§ AIM OF THE TASK:
The listing below must be repeated word for word, with its images excluded.

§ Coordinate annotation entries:
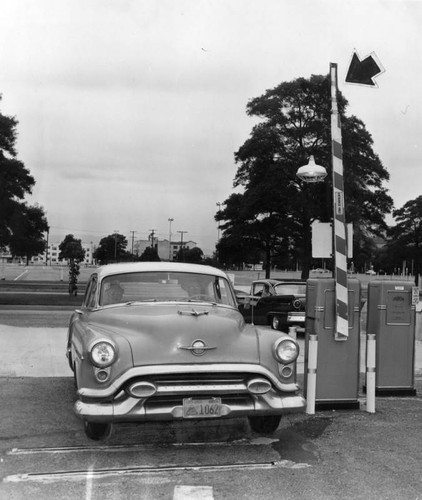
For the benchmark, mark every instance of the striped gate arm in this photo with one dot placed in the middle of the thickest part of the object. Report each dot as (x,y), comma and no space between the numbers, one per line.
(340,244)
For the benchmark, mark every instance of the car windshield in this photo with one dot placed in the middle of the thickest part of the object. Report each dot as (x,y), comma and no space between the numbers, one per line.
(290,289)
(165,286)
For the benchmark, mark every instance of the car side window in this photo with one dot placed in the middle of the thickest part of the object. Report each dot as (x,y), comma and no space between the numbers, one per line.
(90,293)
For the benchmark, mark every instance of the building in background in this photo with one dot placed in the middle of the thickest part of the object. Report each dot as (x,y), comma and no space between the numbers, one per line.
(51,256)
(165,250)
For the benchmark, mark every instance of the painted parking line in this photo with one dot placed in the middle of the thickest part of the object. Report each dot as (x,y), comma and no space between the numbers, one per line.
(185,492)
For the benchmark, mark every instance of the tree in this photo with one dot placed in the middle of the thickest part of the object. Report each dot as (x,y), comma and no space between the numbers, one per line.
(112,248)
(275,208)
(193,255)
(150,254)
(406,235)
(28,226)
(72,251)
(15,181)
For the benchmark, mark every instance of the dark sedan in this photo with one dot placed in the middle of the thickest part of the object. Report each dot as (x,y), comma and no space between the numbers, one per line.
(280,304)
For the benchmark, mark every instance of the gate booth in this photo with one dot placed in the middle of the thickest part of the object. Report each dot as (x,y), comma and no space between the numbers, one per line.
(337,379)
(391,319)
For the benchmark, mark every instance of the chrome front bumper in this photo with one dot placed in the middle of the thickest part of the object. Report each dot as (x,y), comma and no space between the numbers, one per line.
(129,409)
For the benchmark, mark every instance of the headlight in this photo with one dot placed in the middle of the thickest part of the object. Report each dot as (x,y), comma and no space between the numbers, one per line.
(103,354)
(286,351)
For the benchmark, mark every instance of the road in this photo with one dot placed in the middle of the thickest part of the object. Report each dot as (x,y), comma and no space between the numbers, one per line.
(45,454)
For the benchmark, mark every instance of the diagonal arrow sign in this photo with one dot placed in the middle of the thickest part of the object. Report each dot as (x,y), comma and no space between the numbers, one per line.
(363,72)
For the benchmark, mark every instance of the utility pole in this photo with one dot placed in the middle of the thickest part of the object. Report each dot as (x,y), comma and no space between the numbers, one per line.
(181,242)
(151,237)
(133,237)
(170,221)
(115,244)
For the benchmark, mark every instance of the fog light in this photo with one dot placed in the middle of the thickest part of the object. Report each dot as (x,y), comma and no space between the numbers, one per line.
(287,371)
(259,386)
(102,374)
(142,389)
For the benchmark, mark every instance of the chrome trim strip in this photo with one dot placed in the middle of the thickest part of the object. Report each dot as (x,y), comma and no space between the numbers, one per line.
(142,371)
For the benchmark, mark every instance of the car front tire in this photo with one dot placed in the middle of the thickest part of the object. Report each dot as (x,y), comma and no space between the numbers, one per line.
(265,424)
(97,431)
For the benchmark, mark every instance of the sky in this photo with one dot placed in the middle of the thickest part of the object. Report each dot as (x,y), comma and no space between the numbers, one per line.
(130,111)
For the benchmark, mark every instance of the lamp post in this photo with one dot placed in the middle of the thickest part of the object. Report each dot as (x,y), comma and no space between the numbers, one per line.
(218,226)
(170,220)
(315,173)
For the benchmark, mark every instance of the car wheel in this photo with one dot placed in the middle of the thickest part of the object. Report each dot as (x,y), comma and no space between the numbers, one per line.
(264,425)
(97,431)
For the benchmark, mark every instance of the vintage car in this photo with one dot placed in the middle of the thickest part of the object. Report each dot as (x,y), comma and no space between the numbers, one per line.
(166,341)
(278,303)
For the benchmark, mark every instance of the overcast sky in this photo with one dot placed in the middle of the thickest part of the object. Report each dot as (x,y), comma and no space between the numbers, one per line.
(130,111)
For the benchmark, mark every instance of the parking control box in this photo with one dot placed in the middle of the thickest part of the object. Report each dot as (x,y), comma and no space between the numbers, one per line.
(391,318)
(337,379)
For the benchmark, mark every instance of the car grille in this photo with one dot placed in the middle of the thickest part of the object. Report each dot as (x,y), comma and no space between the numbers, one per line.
(205,384)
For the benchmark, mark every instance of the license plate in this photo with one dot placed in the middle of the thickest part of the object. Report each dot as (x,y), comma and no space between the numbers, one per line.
(297,319)
(201,408)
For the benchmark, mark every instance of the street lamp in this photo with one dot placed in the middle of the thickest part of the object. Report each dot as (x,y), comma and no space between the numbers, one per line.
(218,226)
(170,221)
(311,172)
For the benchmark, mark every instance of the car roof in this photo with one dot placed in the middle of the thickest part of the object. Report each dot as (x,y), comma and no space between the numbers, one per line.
(139,267)
(273,281)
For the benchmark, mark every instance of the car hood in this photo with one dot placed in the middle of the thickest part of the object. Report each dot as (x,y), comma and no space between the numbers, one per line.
(164,333)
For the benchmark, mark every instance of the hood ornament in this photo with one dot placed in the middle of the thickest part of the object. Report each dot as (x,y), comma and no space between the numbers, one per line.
(198,347)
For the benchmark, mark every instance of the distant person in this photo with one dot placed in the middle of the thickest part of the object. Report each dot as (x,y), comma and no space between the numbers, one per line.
(114,294)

§ RESULT BELOW:
For the benchmark, mark every instance of the striped gate arm in this photo with one dot placed in the middle of the thickest part of the object. Report each dot as (x,y), comma and no space between the numbers, one per line.
(340,244)
For the benchmark, mark every instance of the car windshield in this photo with one dot placed in the middle of the thickest part of the object. Report each dot as (x,y), comma and no space between the numbers, one per line.
(290,289)
(165,286)
For the benchmark, mark every instance of the car side window in this photo with one dot placed in the middle of the thickest part of the object. Report each dot as (x,y), comma and no space between the numbers, one per line.
(90,293)
For the benchmark, mark every instance of the building in background in this photo with one dot placed in the middle of the thickest part of the object. Report each dot as (x,y), comma and no space between the numbers, one per line.
(51,256)
(165,250)
For the benchmark, mark every instance of the painted parking line in this photo with one dot placed in the middle of the thickest part of the object. Report each dot as (x,y), comma and no space between the numbers, one per line.
(185,492)
For the benchmark, mark every instance of the tree in this photo with one dot placed in the middle of the thickest part of the object. Report each dot as (x,y), comma and no space between the numbers, one per line.
(112,248)
(275,208)
(193,255)
(150,254)
(406,235)
(28,226)
(72,251)
(15,181)
For the benchmark, mark every instance of the dark sedan in this photo with one dot placed in the middle of the thickest part of the object. Report each dot as (x,y), comma and no space between the numbers, one per line.
(280,304)
For the benchmark, mark every instance of the gate booth in this photo with one dot placed in the middle of the thickest part of the object. Report each dot as (x,y), comma and no space between the numbers, one per line.
(337,379)
(391,319)
For the benchmark, mark every instance of the chrome front bumper in this photo with one dot placed in the middle of the thickest part of the object. Report each dot as (x,y), comma and no space between the numbers, one per line.
(129,409)
For the benchmark, mark every instance of the headlight in this photo with one dot placed in the middle of the thickest part of the object. Report each dot as (x,y), comma and no space between the numbers, one per line.
(103,354)
(286,351)
For the benchmark, mark every instance of the road in this photo with one dot placed in the middle of the thickest part of the object. Report each dot as (x,y), comma and no space between the numbers, one per line.
(45,454)
For the benchmark, mark every instance of the diagonal arrow sign in this photo with one dot placed in the middle of the thickest part of the object. Report each dot as (x,y), comma and no space between the numbers, one per line.
(363,72)
For the benchmark, mark every instance of the utility pole in this photo with one dot placed in the middle of the thickest part of the object. Report each dot as (x,y), comma and no space between the numbers, one per line.
(181,242)
(151,237)
(133,237)
(170,221)
(115,244)
For the benchmark, mark every instance of the fog light in this photo with one dot placed in the middle of the thickest part of the object. Report each dot as (x,y), comma and no space between the numbers, one per line.
(287,371)
(259,386)
(102,374)
(142,389)
For the benchmark, mark every instance of the chrome trim strip in this photo with one dot placed in the middle of the thickest part of the object. Report each dot as (x,y), comma and no space between the numbers, one per line.
(142,371)
For the benchmark, mark every instance of the car front tire in this photo with one dot placed in the middle of the thickest part of the object. Report each dot as (x,y), comma and no space between the numbers, one per line.
(265,424)
(97,431)
For the benchmark, mark every instance of the sky in this photo with one dot placed in the middle of the thickest part of the object. Report each dot as (x,y), comma and no space between the numbers, one per line.
(130,111)
For the benchmark, mark every instance of the lamp post in this photo with one dot placed in the middle of the thickest part of the object. Report each dot as (x,y), comma and no space between the numbers, one per line.
(218,226)
(170,220)
(315,173)
For the benchmark, mark every instance of the car wheel in this photo with one dot placed in the middle of the thickest part of the object. Report each dot as (x,y), comma and no space between the numbers, one per line.
(264,425)
(97,431)
For the benchmark, mark every instance of the vintage car in this photo with one dot placed in the middle of the thickest part of the object. Report each dot as (x,y), comma and no space between the numbers, one per line.
(166,341)
(278,303)
For the benchmark, mark every instance of the overcast sky in this photo with one dot placed in the middle of the thickest part of the object. Report each dot as (x,y), comma and no space between the numbers, one per line.
(130,111)
For the benchmark, mark every instance of the parking control box in this photo with one dot placed in the middle of the thickest part of the object. Report each dot as (x,y), comma and no space between the numbers, one per line.
(391,318)
(337,379)
For the benchmark, mark every instance of the car grille in this photo with one dot placed in the middle of the thickest part of the object. Report each dot as (x,y), comma and no space between the numbers, one per line.
(205,384)
For the benchmark, mark every instance of the license plate in this photo with one dot placed in the middle of the thickest part of the object. Report each dot as (x,y), comma and no space between the numbers, one per line.
(297,319)
(201,408)
For the benchmark, mark every instance of the street lamp in this photo with one dot placed in the middle of the thickest part of the object. Report each dot as (x,y), comma and no space between the numbers, one per line.
(218,226)
(170,221)
(311,172)
For the benchmark, mark every instance of the car roof in this photo with one dot placed in the middle of the thickest part of the object. Report each dot as (x,y), comma and no space between the numbers, one per line.
(139,267)
(273,281)
For the benchmark, mark every instance of the car hood in this photo with one dot placed in the middle of the thickest part of the object. Report each dot as (x,y), comma and no space between the numbers, one per line.
(164,333)
For the benchmark, mark every instance of the hood ornament in this photo with one dot placed in the middle of the thickest part of the object. Report each dot as (x,y), comma and no space between the numbers, one per line.
(198,347)
For the benchmark, mark every instance of the distant person in this photo with one dot placed in the middle of the thickest part of the object. Report each dot as (x,y), comma and no space between the numbers, one per line.
(114,294)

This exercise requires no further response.